* Document excerpt
January is one of the busiest times of the year for booking holidays - but you could spend thousands of euro more on your sun escape than you need to if you book for the wrong time and the wrong destination.

So what tricks of the trade could drive you a better holiday deal this year?

The Sunday Independent asked travel industry experts for their tips.

Fly on a Tuesday

Flying out on a Tuesday or Wednesday, instead of the weekend, could save you a few hundred euro on flights if you're travelling alone - or more than a thousand euro on family flights.

Early last week, for example, a one-way Aer Lingus flight from Dublin to Barcelona for the last week of April could have been snapped up for €40 - as long as you flew on the Tuesday.

Had you opted to fly to Barcelona on the Friday of that week instead, you could have paid €105 for the same flight. The savings you can make by flying mid-week are less pronounced at certain times of the year - so do your research.

Check one-way flights

"Sometimes it can be cheaper to travel out with Aer Lingus and home with Ryanair or vice versa - and flight times might be better too," said Sarah Slattery, founder of the travel website The Travel Expert.

Avoid the school holiday rush

Avoid travelling during July and August - if you don't have school-going children. Otherwise, you could pay at least a grand more for your holiday than you need to.

For example, a camping trip in Brittany, France could cost €1,045 if you travel in May - assuming you travel by ferry and stay in a three-bed mobile home for eight nights. The same trip could cost €2,550 in July. So book your family holiday in May, September or early June instead.

* Problems and tasks
[A] Copy the article on holiday booking tips word for word, from "Fly on a Tuesday" to "The Travel Expert.".
[B] Can you sum up the article on holiday booking tips in two sentences?
[C] Continue the article on holiday booking tips from its last sentence.

* Excerpted records

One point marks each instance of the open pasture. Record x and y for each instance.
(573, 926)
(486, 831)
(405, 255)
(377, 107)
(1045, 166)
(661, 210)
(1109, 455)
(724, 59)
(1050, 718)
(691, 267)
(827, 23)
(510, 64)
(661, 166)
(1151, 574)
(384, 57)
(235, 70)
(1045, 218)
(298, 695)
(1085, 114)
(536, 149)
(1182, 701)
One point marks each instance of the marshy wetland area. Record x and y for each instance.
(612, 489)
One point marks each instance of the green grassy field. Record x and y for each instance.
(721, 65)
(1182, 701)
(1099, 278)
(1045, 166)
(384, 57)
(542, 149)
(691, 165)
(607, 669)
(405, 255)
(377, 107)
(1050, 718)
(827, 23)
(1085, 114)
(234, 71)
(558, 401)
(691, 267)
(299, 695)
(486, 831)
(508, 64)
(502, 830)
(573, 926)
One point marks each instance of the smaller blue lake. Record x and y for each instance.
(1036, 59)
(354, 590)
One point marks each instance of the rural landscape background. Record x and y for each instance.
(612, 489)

* Answer set
[A]
Fly on a Tuesday

Flying out on a Tuesday or Wednesday, instead of the weekend, could save you a few hundred euro on flights if you're travelling alone - or more than a thousand euro on family flights.

Early last week, for example, a one-way Aer Lingus flight from Dublin to Barcelona for the last week of April could have been snapped up for €40 - as long as you flew on the Tuesday.

Had you opted to fly to Barcelona on the Friday of that week instead, you could have paid €105 for the same flight. The savings you can make by flying mid-week are less pronounced at certain times of the year - so do your research.

Check one-way flights

"Sometimes it can be cheaper to travel out with Aer Lingus and home with Ryanair or vice versa - and flight times might be better too," said Sarah Slattery, founder of the travel website The Travel Expert.

[B] Booking a holiday for the wrong time and destination can cost thousands of euro more than necessary, so the Sunday Independent asked travel industry experts for tips. They advise flying out on a Tuesday or Wednesday instead of the weekend, checking one-way flights with different airlines, and avoiding July and August if you don't have school-going children.

[C]
Book the rainy season

Families with schoolgoing children have little choice but to holiday in July and August. However, travelling to a destination that is off-peak during the Irish summer could save a few bob.

"July and August are considered the rainy season in the Caribbean - but the reality is this amounts to quick tropical showers," said Raphael Giacardi, senior producer with the travel deals website, Travelzoo. " You still get over eight hours of sunshine a day - and prices are up to 40pc cheaper than the cost of holidaying there between January and March."

Thailand is off-peak in May, the low season for travel to the US is between January and March, and November is off-season for Mediterranean cruises, according to Jonathan Bridge, a spokesman for the travel agents, Trailfinders.

Do your research though - a cut-price deal won't be much use if you're caught up in a hurricane when on holiday.

Don't bank on late discounts

Booking early can secure the best price and choice of holidays - particularly for family holidays, honeymoons or sought-after destinations and hotels. So while you might not get a discount as such by booking this month, the price you pay could be a fraction of that paid closer to summer.

"Last year, people were paying €600 for a last-minute deal in September that would have been half that price if it was booked at the start of the year," said Ms Slattery. "If the weather is poor again this year, I think there will be very few last-minute deals."

Eoghan Corry, editor of the monthly travel publication, Travel Extra, also believes this summer won't be a good one for late discounts.

"Every year, the holiday companies play a game where they try to guess how many people will go on holidays," said Mr Corry. "When they get the numbers wrong, they have to sell off many holidays at discounts later in the year.

"In the early Noughties, the holiday companies were often guessing wrong and consumers got a lot of late discounts as a result. However, that hasn't really been the case since 2010."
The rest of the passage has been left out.